# THE REQUEST
Find every line below that contains the string "hand" and copy each of those lines. Case counts.
# START OF ENTRIES SHOWN
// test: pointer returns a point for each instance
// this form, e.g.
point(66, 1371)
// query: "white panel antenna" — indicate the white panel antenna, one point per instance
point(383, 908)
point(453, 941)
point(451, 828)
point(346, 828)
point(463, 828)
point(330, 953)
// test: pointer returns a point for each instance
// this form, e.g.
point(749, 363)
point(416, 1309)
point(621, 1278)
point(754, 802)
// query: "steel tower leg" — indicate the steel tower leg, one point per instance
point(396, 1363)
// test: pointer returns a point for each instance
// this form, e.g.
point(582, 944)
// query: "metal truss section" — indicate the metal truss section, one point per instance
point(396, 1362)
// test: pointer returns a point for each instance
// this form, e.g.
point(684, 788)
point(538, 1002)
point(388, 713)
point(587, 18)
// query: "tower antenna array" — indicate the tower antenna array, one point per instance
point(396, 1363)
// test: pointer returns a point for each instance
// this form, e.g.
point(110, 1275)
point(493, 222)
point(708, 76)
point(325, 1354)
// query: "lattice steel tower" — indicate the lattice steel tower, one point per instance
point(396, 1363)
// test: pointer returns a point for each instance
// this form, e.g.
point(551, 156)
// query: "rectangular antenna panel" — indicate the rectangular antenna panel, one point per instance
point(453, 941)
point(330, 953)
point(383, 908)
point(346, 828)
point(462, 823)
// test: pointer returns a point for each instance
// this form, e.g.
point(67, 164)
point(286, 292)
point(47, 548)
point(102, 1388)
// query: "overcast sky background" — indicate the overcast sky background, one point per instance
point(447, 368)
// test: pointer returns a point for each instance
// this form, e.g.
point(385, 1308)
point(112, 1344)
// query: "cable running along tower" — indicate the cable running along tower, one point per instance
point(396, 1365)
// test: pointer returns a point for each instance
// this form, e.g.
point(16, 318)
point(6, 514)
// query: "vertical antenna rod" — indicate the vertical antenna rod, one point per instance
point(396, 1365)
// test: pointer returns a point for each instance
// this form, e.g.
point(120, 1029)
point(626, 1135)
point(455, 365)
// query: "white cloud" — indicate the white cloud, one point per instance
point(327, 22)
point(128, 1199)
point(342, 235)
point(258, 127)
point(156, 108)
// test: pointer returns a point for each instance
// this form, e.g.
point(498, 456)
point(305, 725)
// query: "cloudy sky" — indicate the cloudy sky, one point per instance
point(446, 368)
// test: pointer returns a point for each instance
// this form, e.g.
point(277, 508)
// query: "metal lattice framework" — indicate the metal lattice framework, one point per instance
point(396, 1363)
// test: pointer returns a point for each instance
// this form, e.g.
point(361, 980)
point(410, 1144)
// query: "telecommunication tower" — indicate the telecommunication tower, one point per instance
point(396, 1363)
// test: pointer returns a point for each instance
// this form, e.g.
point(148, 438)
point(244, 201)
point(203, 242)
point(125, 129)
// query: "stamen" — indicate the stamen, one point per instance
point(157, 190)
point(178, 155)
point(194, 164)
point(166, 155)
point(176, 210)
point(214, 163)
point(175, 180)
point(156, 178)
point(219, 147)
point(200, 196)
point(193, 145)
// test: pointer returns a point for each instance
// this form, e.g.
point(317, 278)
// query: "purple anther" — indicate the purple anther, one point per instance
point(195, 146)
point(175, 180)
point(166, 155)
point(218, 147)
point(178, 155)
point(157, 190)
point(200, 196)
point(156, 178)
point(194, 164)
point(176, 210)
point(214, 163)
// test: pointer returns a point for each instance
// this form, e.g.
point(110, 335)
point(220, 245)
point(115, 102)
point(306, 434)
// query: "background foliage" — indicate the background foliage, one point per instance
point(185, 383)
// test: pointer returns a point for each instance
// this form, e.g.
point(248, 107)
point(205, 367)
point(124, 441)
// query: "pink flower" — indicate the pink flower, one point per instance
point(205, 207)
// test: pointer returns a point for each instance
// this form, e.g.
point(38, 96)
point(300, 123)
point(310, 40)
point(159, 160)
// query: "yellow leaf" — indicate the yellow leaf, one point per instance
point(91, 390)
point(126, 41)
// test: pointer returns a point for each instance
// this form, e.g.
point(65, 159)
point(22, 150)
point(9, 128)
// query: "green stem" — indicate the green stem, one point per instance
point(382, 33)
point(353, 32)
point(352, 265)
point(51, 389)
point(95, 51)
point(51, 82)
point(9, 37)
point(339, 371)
# END OF ENTRIES SHOWN
# START OF ENTRIES SHOWN
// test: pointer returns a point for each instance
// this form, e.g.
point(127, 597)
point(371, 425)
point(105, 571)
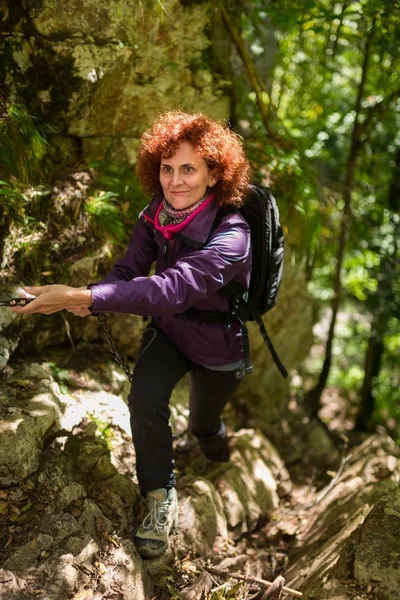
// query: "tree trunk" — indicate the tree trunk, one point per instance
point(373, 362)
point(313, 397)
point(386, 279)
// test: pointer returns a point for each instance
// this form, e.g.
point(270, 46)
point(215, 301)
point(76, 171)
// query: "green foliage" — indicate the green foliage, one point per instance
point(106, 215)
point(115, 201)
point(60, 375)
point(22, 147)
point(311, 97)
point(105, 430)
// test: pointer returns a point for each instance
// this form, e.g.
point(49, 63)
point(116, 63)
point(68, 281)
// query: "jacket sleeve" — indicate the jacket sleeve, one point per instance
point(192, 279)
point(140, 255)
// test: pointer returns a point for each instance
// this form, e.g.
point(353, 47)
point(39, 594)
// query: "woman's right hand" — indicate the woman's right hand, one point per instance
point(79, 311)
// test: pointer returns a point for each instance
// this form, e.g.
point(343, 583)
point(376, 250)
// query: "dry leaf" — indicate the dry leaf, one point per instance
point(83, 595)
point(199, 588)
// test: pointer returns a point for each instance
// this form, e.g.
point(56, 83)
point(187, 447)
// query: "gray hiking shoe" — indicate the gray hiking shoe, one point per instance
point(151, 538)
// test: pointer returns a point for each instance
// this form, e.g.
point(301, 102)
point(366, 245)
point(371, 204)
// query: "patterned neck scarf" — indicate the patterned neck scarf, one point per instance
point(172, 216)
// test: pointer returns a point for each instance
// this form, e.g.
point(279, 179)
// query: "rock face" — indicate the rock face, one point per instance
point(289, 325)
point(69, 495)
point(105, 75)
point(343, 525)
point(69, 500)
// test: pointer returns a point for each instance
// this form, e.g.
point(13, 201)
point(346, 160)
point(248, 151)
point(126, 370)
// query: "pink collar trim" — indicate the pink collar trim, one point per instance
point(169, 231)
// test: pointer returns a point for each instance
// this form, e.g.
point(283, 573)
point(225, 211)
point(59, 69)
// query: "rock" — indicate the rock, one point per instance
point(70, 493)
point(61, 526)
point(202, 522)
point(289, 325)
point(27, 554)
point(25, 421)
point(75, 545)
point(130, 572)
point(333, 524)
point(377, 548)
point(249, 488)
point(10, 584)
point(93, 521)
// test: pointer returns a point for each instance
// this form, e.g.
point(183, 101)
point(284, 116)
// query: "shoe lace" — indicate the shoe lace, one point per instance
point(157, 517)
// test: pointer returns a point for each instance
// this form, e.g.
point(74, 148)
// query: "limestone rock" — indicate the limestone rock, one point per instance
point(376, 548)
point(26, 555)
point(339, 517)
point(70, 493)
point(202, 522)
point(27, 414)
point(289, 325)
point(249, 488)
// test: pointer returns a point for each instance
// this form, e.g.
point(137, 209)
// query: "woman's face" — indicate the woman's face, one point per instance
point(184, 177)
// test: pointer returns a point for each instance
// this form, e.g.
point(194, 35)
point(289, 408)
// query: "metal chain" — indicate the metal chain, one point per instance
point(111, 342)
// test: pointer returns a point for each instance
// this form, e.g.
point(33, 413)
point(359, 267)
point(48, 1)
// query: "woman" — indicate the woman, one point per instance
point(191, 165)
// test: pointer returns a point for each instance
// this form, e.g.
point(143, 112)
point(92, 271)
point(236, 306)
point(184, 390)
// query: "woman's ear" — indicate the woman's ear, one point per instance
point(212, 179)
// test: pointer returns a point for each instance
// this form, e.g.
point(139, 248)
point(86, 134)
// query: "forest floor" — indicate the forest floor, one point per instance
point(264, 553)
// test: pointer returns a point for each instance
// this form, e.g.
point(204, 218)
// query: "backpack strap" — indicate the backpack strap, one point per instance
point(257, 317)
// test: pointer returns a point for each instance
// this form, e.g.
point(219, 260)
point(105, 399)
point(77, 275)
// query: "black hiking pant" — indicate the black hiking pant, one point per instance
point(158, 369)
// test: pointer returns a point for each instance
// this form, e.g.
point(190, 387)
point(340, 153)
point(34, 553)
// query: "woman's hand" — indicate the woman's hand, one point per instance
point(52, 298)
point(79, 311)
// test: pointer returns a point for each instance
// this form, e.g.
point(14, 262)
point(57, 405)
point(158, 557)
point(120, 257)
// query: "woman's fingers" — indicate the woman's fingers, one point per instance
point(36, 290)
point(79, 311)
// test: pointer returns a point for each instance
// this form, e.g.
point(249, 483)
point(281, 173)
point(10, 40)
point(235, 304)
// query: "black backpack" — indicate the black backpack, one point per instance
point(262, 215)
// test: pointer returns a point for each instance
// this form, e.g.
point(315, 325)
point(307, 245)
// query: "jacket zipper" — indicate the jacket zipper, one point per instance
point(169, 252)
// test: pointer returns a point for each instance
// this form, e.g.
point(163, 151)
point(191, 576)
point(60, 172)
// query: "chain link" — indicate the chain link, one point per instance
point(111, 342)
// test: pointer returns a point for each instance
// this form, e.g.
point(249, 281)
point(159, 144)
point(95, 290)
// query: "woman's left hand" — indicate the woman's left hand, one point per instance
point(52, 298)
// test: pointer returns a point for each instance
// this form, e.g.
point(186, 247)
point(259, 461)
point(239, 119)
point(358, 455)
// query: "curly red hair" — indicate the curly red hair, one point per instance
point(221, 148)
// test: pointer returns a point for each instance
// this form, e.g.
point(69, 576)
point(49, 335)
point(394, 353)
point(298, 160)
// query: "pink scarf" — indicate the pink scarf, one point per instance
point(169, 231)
# END OF ENTRIES SHOWN
# REPLY TO THE TASK
// query: "woman's right hand" — indicate the woman's right hand, one point per instance
// query: "woman's hand" — indicate the woman's hand, one point per instance
// query: "woman's left hand" — indicate the woman's left hand, one point per instance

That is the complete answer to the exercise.